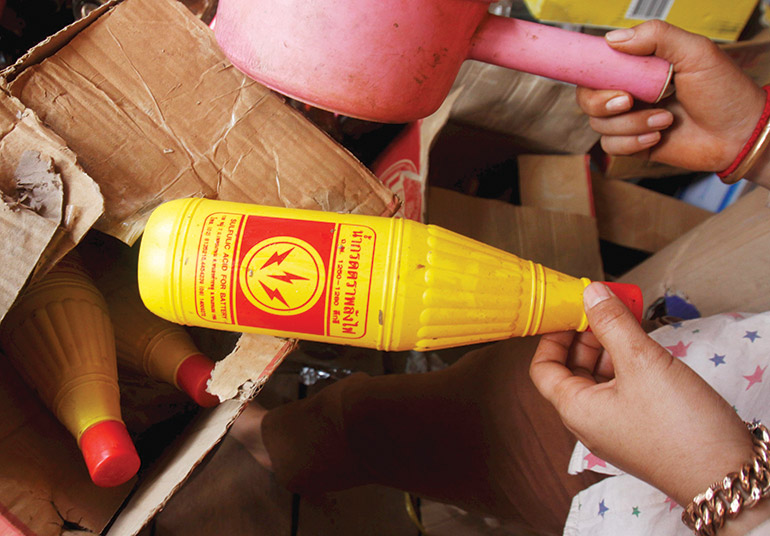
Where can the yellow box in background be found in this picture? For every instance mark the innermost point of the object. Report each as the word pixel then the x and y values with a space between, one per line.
pixel 717 19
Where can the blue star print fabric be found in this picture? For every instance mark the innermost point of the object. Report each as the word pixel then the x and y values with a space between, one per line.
pixel 732 353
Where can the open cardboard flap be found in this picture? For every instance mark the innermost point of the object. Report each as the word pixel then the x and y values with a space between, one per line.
pixel 152 109
pixel 155 112
pixel 719 266
pixel 539 113
pixel 37 167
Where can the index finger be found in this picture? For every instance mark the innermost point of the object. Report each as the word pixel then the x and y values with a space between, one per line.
pixel 603 102
pixel 549 371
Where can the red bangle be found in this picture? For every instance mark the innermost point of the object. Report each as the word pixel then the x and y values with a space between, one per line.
pixel 763 120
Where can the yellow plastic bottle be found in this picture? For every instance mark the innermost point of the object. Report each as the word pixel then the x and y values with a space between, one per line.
pixel 59 336
pixel 383 283
pixel 156 347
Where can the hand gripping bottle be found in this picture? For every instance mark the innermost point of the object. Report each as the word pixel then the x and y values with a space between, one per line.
pixel 382 283
pixel 156 347
pixel 59 336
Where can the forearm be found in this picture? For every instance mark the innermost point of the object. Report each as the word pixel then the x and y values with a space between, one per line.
pixel 477 435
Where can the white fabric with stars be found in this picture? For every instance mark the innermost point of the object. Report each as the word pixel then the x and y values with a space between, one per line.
pixel 731 352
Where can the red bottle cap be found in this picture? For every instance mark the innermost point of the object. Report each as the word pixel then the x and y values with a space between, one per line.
pixel 631 295
pixel 109 453
pixel 193 375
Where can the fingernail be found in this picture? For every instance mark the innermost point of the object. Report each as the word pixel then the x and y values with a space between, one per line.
pixel 618 36
pixel 618 104
pixel 595 293
pixel 660 120
pixel 649 138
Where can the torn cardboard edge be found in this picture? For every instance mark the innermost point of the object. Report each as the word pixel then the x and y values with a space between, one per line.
pixel 53 43
pixel 206 431
pixel 719 266
pixel 403 165
pixel 557 182
pixel 636 217
pixel 34 246
pixel 195 119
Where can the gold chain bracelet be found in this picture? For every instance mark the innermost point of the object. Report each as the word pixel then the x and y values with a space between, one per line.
pixel 726 499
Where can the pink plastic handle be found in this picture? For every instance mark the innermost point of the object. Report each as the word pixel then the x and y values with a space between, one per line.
pixel 573 57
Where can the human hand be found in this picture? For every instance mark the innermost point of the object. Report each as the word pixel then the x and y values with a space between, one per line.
pixel 703 127
pixel 631 403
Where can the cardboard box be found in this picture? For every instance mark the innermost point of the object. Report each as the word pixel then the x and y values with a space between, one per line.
pixel 632 167
pixel 642 219
pixel 713 18
pixel 43 212
pixel 560 183
pixel 539 114
pixel 141 94
pixel 403 165
pixel 565 242
pixel 719 266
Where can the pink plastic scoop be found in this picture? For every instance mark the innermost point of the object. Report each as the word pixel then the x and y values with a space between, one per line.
pixel 395 60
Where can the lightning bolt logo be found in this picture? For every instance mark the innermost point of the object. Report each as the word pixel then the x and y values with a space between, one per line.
pixel 282 275
pixel 274 294
pixel 277 258
pixel 288 277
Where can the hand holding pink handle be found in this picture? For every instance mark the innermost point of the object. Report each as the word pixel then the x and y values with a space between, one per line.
pixel 396 60
pixel 573 57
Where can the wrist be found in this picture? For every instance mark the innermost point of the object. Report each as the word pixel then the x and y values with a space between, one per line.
pixel 760 172
pixel 754 148
pixel 727 506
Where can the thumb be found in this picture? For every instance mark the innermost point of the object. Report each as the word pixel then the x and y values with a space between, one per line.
pixel 679 47
pixel 616 328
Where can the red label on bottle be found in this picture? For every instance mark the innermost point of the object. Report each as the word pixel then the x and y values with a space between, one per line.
pixel 289 275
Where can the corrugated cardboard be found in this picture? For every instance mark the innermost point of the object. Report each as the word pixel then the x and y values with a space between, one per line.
pixel 638 218
pixel 632 167
pixel 560 183
pixel 720 265
pixel 713 18
pixel 139 90
pixel 541 115
pixel 155 112
pixel 565 242
pixel 27 236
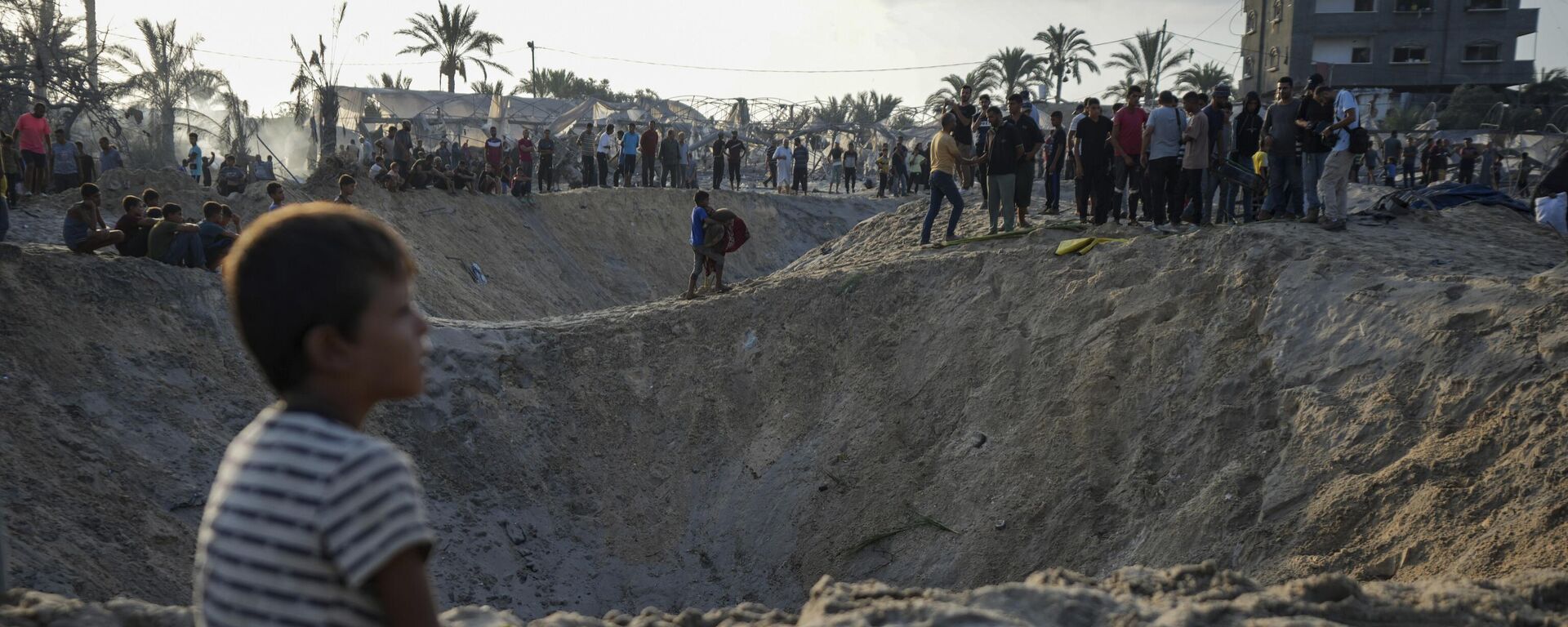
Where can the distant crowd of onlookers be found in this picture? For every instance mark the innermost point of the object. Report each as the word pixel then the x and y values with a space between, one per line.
pixel 149 228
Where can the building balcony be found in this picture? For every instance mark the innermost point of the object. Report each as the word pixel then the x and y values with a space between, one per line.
pixel 1414 76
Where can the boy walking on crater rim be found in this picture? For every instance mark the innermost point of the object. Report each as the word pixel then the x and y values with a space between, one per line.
pixel 707 243
pixel 313 521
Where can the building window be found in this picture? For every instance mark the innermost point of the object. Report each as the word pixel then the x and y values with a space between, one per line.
pixel 1409 54
pixel 1482 51
pixel 1346 5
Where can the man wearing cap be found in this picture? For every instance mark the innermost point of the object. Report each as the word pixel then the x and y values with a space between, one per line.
pixel 1218 113
pixel 1031 137
pixel 1314 153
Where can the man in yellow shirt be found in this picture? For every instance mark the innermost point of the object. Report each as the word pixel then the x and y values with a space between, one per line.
pixel 944 168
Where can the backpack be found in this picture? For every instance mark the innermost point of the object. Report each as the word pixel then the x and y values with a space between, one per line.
pixel 1360 140
pixel 737 235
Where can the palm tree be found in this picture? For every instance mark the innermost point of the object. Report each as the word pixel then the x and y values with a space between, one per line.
pixel 1150 57
pixel 391 82
pixel 833 110
pixel 1549 85
pixel 1015 69
pixel 871 107
pixel 168 78
pixel 451 33
pixel 1068 52
pixel 1120 90
pixel 497 88
pixel 1203 78
pixel 317 74
pixel 979 78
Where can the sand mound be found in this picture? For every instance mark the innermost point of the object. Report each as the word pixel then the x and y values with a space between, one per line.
pixel 1134 596
pixel 1280 400
pixel 562 253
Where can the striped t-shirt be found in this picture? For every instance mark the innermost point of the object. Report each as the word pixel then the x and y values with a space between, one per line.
pixel 303 513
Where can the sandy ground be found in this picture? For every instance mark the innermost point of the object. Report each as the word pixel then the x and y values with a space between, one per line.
pixel 1196 594
pixel 1278 400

**Assignment**. None of the pictures should be reproduced; all other material above must be set down exactly.

**Task response**.
Where can the yellow box in background be found in this picture? For every instance mark the innermost point of the object. Report each as the word pixel then the x and y values with a space between, one per line.
pixel 717 19
Where can the blue star print fabric be found in this picture? For every instance mark the innermost point of the object. Report each as the word pixel then the x and y values with a space between, one per line.
pixel 732 353
Where can the open cardboard flap be found in this picture? For every instance mark the innermost point of the object. Report each as the word pixel then the x and y values with a space between, one per line.
pixel 152 109
pixel 155 112
pixel 719 266
pixel 539 113
pixel 37 167
Where can the index finger be found in this picture? For every instance mark the innermost point of the object. Report each as the word pixel then the x and y values with a space between, one per line.
pixel 603 102
pixel 549 371
Where can the red bangle be found in this picture? For every instance mark the innermost point of the object. Report each as the word pixel then the x and y values with a space between, one per line.
pixel 763 120
Where can the yellow plastic bottle be found in this picture? For every instance mark the innermost point of the object. Report each as the word pixel then the x and y values with a space between, one per line.
pixel 59 336
pixel 383 283
pixel 156 347
Where can the hand gripping bottle be found in this picture? For every instance mark the innermost point of the object. Report each as the word pixel then the x and y values with a space between, one per line.
pixel 382 283
pixel 156 347
pixel 59 336
Where can the forearm be found in this picture? For every instance mark the innermost point of the object. Report each as the word pixel then the x and y values with a space between, one per line.
pixel 477 435
Where can the white fabric with stars be found in this picture? For every instance mark the innermost point of the object. Report each as the word pixel then the x and y values with a space between, one per line.
pixel 731 352
Where can the red bottle cap be found in this picture? For every instance mark the innermost point of the object. Report each as the word pixel then the x and y values with a space between, one per line.
pixel 631 295
pixel 109 453
pixel 193 375
Where can the fingernail be found in this picture? For every instance mark the innermost point of the object. Report each as the word pixel then the x and y values with a space between, one per line.
pixel 618 36
pixel 618 104
pixel 595 293
pixel 660 120
pixel 649 138
Where can the torn cardboard edge be found in this picture? For every instance mark the innermost point of the object. Report each as the word pixel then the x and y values with a space between, one per line.
pixel 53 43
pixel 206 431
pixel 719 266
pixel 403 165
pixel 557 182
pixel 636 217
pixel 34 246
pixel 195 119
Where can the gold chain bracelet be found in this picture? For every instance mark the innermost point of the object. Report each as the word pixel then the x and y values with a space between, one per line.
pixel 726 499
Where can the pink plastic handle be found in this picture? For every instance mark the innermost point of the object. Report each as the word pixel then the x and y values with a space between, one per line.
pixel 573 57
Where can the human hand be found in this picture? For every instance mark the innermost point of the object. Report each as the word pixel then the x and y values with a space between, one per line.
pixel 703 127
pixel 631 403
Where can the cardboard box be found in this picture? For every instance mark the innermost point of the object. Report each as the word pixel then the x and y values with a space between, one per line.
pixel 632 167
pixel 642 219
pixel 713 18
pixel 43 212
pixel 560 183
pixel 539 114
pixel 141 94
pixel 403 165
pixel 565 242
pixel 719 266
Where can the pink plastic scoop be found in this picture? For every instance mark the innermost point of the object. Report each as the word pixel then the x and y values with a space between, one per line.
pixel 395 60
Where can the lightning bolt logo be found in this picture? For every instance mark the innermost point of the object. Report each as the word pixel then the x and y values with a space between, one per line.
pixel 282 275
pixel 274 294
pixel 277 258
pixel 288 277
Where can the hand holding pink handle be found in this picture? For every instance mark the innermost point of the object. Report each as the word pixel then the x and y values with a space between, one per line.
pixel 396 60
pixel 573 57
Where can the wrist be found in this picture? For every instance mark the innermost point of the object. Report each as the word pixel then the x and y values with a space between, one per line.
pixel 760 172
pixel 754 148
pixel 727 506
Where can the thumb be found in this picture? For every instance mark the innermost point of the object. Report each as the word pixel then the x and y values with a space between, one per line.
pixel 679 47
pixel 616 328
Where can the red label on bottle be found in this picture? For every instance mark the innermost point of the object. Report each as the word pixel then the x and y values with a space between, one per line.
pixel 289 275
Where can the corrugated cardboard be found in this picture? For every instance mark the innermost point of the object. Report each as the word pixel then the x and y values with a space between, one per line.
pixel 638 218
pixel 632 167
pixel 560 183
pixel 720 265
pixel 713 18
pixel 139 90
pixel 541 115
pixel 155 112
pixel 565 242
pixel 27 236
Where can the distant crowd of onlookers be found in this picture? For every instance mark the innermost point of the object. Report each as the word pixel then the x and y values with a space between, one per line.
pixel 149 228
Where can the building balcony be found in this picture? For every instance mark the innermost point of the object. Report each as the word pixel then the x and y values with a space between, one per line.
pixel 1414 76
Where can the boy walking on crater rim be found in this picture? For every instance mark the innermost point of the object. Report each as the word pixel then the x and y values with a space between, one per line.
pixel 707 243
pixel 313 521
Where can the building window be found in this picture? For every instance mark the innermost point of the object. Report each as the word pixel then the x and y values with a space between, one per line.
pixel 1409 54
pixel 1482 51
pixel 1346 5
Where can the man wearing cap be found in this picture? For every instance mark the innermost point of the object. Report each as the word pixel then the x and y values with a space between, one per line.
pixel 1218 113
pixel 1031 137
pixel 1314 153
Where can the man in yellow shirt be found in this picture? For every instance mark the innermost point of the object. Report each as the word pixel then the x and y values with a space between, one per line.
pixel 944 168
Where can the backpack be found in this picture? For every instance mark the innermost point of the object. Report each as the word pixel then the x and y values with a space between, one per line.
pixel 1360 140
pixel 737 235
Where can the palm tree be found in this picture? For every instance mark the innermost point of the object. Report each as the word pixel then the x and y values with a space between, one per line.
pixel 1150 57
pixel 391 82
pixel 833 110
pixel 1549 85
pixel 1015 69
pixel 871 107
pixel 168 78
pixel 451 33
pixel 1068 52
pixel 1120 90
pixel 497 88
pixel 1203 78
pixel 317 74
pixel 979 78
Where can the sand mound be found in this picture? For every instance mark the innermost point of the object. Report each as the word pixel then the x and y values with a space between, one per line.
pixel 1134 596
pixel 1280 400
pixel 562 253
Where can the striped t-shirt be found in this picture? For every instance mark the innermost point of the object. Report each as the word pixel then the x and y values with a space between, one per line.
pixel 303 513
Where can the sandy ground be found in this picture? For every instance mark the innermost point of the object. Report each as the word pixel then the x and y values with a space between, one per line.
pixel 1196 594
pixel 1278 400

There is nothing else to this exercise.